On this day in 1945, a hero engages in an action that would earn him the Medal of Honor. At the age of 45, Pfc. George Benton Turner was a veteran of both World Wars. Thus, his action on this day so long ago would make him one of our older Medal recipients.
Turner was still a private first class because he’d repeatedly turned down promotions.
“I tried several times to have him accept a promotion but he always refused,” his commanding officer Curtis R. Thomas later wrote. “He knew if promoted he would probably be moved back from front-line action . . . . Every time I mentioned it he would ask me, not as his section officer but as a friend, to please forget it.”
Turner’s Medal action came on January 3, 1945, near Philippsbourg, France. He was then acting as a forward observer, but he got cut off from his unit by an enemy armored infantry attack.
This was one soldier who didn’t like to miss out on the action, you might recall. Turner instead joined one of our infantry companies, which was then retreating. Just then, he saw two German tanks rolling down the main street of the village. The tanks were accompanied by up to 75 enemy soldiers.
__________________________________________________
§ **Exercise set**:
1. Give again the part of the passage on George Benton Turner starting with "On this day in" and going on through "older Medal recipients.".
2. Proceed with the account of George Benton Turner's Medal of Honor action, picking up right after its last sentence.

§ **Stored data**:
__________________________________________________
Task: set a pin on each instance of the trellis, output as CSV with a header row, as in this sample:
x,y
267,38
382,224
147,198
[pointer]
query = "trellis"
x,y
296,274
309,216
__________________________________________________
§ **Responses for each task**:
1.
On this day in 1945, a hero engages in an action that would earn him the Medal of Honor. At the age of 45, Pfc. George Benton Turner was a veteran of both World Wars. Thus, his action on this day so long ago would make him one of our older Medal recipients.

2.
Turner leapt into action, seizing a rocket launcher and standing in the middle of the road. He fired at the tanks, even as small-arms fire and cannon fire crashed around him. He destroyed one tank and disabled the second. He next turned his attention to the enemy soldiers, seizing a light machine gun and firing from the hip.
In the meantime, enemy antitank fire had disabled two American tanks nearby. One was on fire, but Turner ran forward. Americans were trapped, and he had to help. Some of the ammunition onboard the tank exploded, wounding him.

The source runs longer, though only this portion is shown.